> _Brief_
Report every line of the records below that includes the string "dark".

(Image-grounded pointing data)
————
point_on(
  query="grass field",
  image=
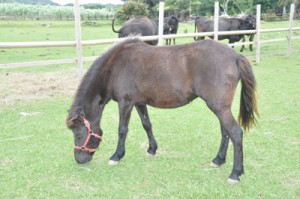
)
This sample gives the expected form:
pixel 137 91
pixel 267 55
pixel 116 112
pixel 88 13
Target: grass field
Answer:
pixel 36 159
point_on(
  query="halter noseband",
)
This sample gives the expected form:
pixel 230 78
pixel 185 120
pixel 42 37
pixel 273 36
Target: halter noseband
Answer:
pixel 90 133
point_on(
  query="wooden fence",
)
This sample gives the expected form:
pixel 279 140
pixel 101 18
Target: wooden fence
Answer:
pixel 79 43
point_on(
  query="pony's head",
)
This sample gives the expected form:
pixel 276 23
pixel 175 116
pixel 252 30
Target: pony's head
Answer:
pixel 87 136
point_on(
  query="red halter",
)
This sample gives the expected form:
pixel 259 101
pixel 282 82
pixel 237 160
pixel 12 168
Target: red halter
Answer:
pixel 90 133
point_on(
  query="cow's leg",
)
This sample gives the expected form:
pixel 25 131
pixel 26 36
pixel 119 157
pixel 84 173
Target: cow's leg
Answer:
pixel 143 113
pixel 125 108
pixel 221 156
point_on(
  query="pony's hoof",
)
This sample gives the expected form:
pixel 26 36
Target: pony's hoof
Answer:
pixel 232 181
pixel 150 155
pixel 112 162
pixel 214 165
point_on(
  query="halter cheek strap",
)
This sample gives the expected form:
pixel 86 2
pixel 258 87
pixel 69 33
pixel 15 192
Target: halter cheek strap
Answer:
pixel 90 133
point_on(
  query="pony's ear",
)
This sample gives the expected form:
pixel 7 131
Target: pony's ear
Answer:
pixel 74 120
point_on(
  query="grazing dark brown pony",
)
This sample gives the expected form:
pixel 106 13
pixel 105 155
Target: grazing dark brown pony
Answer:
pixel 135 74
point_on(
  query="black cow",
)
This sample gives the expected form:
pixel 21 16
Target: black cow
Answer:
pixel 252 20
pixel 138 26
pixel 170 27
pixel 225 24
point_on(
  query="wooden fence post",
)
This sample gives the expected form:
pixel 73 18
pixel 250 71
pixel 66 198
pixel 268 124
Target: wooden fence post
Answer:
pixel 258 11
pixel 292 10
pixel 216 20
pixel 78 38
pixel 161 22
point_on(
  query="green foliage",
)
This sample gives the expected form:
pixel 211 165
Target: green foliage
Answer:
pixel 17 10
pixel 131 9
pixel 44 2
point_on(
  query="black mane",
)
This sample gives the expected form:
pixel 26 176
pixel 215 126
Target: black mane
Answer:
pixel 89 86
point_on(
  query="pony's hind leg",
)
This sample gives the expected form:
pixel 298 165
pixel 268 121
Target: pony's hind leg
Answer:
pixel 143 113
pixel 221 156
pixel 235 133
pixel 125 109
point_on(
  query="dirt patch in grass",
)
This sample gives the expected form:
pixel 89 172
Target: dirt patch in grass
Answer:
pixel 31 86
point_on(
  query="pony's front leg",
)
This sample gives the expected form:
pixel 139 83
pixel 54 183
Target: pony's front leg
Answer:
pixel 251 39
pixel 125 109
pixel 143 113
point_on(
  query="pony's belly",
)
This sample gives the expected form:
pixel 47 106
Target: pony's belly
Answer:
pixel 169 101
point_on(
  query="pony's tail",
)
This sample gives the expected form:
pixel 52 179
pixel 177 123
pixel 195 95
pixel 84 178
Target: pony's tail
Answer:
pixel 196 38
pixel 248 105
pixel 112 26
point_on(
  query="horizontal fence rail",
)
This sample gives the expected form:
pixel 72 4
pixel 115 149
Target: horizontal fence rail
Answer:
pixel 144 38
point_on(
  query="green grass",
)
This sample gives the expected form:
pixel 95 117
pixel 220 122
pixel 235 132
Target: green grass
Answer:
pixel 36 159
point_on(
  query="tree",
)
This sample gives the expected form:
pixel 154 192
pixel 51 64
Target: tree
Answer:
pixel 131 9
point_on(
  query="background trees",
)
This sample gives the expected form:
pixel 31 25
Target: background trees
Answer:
————
> _Output of the task_
  query="grazing dark brown pony",
Target: grazing dark brown pony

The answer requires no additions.